[Point placement records]

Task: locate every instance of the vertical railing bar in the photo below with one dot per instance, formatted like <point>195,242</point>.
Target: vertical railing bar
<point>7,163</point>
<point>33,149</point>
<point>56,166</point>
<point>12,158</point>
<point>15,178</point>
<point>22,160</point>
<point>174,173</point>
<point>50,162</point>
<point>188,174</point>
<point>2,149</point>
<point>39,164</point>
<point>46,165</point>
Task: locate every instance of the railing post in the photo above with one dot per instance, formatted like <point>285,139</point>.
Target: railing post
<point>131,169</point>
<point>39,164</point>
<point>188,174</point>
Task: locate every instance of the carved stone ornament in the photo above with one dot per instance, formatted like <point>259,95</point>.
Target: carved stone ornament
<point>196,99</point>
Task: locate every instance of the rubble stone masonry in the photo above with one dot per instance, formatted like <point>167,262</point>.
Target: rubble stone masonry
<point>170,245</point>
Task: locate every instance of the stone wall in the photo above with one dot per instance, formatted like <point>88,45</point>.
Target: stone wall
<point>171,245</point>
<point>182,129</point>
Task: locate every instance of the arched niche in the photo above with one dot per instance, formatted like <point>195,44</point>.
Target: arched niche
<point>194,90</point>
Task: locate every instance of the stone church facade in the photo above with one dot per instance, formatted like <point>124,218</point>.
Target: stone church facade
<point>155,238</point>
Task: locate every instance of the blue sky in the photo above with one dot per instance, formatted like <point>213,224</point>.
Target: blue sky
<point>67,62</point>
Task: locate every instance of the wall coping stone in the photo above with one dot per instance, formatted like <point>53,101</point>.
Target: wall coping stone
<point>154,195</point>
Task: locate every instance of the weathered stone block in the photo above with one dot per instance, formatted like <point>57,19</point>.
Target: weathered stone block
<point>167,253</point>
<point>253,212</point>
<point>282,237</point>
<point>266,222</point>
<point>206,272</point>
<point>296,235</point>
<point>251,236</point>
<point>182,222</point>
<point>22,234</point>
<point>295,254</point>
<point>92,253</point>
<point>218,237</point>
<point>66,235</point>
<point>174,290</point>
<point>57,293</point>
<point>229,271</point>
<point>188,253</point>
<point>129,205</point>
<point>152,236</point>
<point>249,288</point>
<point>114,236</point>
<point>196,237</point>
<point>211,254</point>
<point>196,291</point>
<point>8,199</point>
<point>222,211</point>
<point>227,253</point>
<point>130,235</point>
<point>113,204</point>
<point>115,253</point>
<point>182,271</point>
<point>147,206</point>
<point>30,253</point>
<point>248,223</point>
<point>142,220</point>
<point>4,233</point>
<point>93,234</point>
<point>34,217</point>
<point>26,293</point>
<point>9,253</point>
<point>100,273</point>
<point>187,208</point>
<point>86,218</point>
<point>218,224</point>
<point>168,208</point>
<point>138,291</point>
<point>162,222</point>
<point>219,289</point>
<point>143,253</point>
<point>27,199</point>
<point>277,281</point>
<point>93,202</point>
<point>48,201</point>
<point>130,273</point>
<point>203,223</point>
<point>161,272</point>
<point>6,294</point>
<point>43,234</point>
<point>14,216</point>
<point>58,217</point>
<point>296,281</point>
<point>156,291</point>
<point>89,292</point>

▶ [Required work]: Print the whole listing above again, line for line and without any changes.

▶ [Exercise result]:
Task: locate every instance of the vertical railing bar in the photo below with one dot per instance, formatted like <point>195,242</point>.
Target: vertical railing bar
<point>7,163</point>
<point>33,149</point>
<point>56,166</point>
<point>12,158</point>
<point>15,178</point>
<point>22,160</point>
<point>174,173</point>
<point>50,162</point>
<point>188,174</point>
<point>2,149</point>
<point>39,164</point>
<point>46,165</point>
Task: locate every instance of the railing post in the photo above with one dot per instance, formatted like <point>285,139</point>.
Target: railing post
<point>131,169</point>
<point>39,164</point>
<point>188,174</point>
Task: locate every instance of the carved stone ornament in the photo above with one dot per instance, formatted like <point>259,95</point>.
Target: carved stone ornament
<point>196,99</point>
Task: locate every instance of the rubble stone masonry in the photo above with one dot per instance, formatted like <point>167,262</point>.
Target: rubble stone masonry
<point>170,245</point>
Task: locate every instance of the stone wall in the photo above with one dot per instance, formatted like <point>88,45</point>.
Target: stone wall
<point>171,245</point>
<point>182,129</point>
Task: locate every instance of the arched niche in the photo above with one dot per instance, formatted like <point>195,44</point>.
Target: arched niche
<point>194,90</point>
Task: locate every instance of the stone church facade in the photo above with one dot per instance, formatted like <point>124,218</point>.
Target: stone church facade
<point>155,238</point>
Task: locate every instance of the blue sky in the photo above with one dot per instance, formatted like <point>213,224</point>.
Target: blue sky
<point>67,62</point>
Task: locate every instance of the wall coping stone in the photo above with one dot per instance, formatted like <point>53,101</point>.
Target: wall coping stone
<point>154,195</point>
Task: locate every instance of the weathered stone block in the photo above with one dot per instance, formatted like <point>57,19</point>.
Target: weathered stone block
<point>167,253</point>
<point>253,212</point>
<point>282,237</point>
<point>266,222</point>
<point>206,272</point>
<point>296,235</point>
<point>251,236</point>
<point>182,222</point>
<point>22,234</point>
<point>295,254</point>
<point>92,253</point>
<point>218,237</point>
<point>66,235</point>
<point>174,290</point>
<point>57,293</point>
<point>229,271</point>
<point>188,253</point>
<point>129,205</point>
<point>152,236</point>
<point>249,288</point>
<point>114,236</point>
<point>196,237</point>
<point>211,254</point>
<point>196,291</point>
<point>8,199</point>
<point>222,211</point>
<point>227,253</point>
<point>130,235</point>
<point>113,204</point>
<point>115,253</point>
<point>182,271</point>
<point>147,206</point>
<point>30,253</point>
<point>248,223</point>
<point>142,220</point>
<point>4,233</point>
<point>93,234</point>
<point>34,217</point>
<point>26,293</point>
<point>9,253</point>
<point>100,273</point>
<point>187,208</point>
<point>86,218</point>
<point>218,224</point>
<point>168,208</point>
<point>138,291</point>
<point>162,222</point>
<point>219,289</point>
<point>143,253</point>
<point>27,199</point>
<point>277,281</point>
<point>93,202</point>
<point>48,201</point>
<point>130,273</point>
<point>203,223</point>
<point>161,272</point>
<point>6,294</point>
<point>43,234</point>
<point>14,216</point>
<point>58,217</point>
<point>296,281</point>
<point>156,291</point>
<point>89,292</point>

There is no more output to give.